> _WHAT IS REQUIRED_
Identify every line in the items below that contains the string "cliff", and copy each such line in full.

(A block of data)
----

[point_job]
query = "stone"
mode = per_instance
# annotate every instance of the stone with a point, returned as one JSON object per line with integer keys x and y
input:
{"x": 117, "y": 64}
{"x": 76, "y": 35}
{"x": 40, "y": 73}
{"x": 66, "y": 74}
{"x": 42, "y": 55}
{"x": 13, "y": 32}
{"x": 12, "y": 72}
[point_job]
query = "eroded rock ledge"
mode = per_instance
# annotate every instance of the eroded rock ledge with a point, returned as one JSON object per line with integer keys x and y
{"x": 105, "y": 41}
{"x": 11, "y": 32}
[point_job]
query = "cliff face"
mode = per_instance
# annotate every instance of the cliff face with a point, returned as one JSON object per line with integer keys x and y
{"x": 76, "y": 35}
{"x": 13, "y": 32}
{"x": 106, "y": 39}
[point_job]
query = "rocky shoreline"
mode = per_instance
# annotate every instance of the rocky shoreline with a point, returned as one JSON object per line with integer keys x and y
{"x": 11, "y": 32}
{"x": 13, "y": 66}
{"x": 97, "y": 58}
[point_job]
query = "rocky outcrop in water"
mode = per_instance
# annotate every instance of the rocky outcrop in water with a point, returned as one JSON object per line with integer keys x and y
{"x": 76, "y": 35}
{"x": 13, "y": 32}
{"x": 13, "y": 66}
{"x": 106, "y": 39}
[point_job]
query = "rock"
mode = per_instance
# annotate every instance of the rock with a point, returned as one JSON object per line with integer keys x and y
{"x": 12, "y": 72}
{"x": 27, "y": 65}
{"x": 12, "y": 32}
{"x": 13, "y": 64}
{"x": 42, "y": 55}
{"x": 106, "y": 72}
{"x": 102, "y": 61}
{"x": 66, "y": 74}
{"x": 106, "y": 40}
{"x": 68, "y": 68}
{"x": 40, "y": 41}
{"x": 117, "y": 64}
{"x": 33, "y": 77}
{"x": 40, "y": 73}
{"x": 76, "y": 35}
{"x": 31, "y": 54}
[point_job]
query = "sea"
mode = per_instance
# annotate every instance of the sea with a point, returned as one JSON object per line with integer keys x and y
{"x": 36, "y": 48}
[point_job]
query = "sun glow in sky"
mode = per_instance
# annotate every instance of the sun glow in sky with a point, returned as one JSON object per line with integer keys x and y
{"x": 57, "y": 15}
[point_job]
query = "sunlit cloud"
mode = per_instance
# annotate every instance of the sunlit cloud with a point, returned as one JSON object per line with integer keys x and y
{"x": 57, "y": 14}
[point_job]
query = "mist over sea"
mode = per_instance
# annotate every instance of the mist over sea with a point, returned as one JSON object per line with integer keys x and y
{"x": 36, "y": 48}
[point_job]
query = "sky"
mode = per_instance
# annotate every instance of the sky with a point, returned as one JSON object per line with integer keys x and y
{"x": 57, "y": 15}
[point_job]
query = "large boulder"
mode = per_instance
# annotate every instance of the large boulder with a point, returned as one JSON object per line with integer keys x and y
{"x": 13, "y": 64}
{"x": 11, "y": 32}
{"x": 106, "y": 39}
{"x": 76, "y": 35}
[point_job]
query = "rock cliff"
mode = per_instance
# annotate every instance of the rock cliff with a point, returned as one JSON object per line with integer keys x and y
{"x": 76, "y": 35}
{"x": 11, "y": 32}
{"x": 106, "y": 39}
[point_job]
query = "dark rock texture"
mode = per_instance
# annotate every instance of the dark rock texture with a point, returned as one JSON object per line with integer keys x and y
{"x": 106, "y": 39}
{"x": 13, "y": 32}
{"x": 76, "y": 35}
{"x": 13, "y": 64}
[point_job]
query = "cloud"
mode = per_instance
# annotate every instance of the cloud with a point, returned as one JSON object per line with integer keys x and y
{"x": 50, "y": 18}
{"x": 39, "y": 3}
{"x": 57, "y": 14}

----

> _TASK OUTPUT_
query = "cliff face"
# annotate every instance of the cliff face with a point, returned as one JSON object per line with integer keys x and y
query = "rock cliff"
# annotate every instance of the rock cliff with a point, returned as one JSON object per line with integer keys x and y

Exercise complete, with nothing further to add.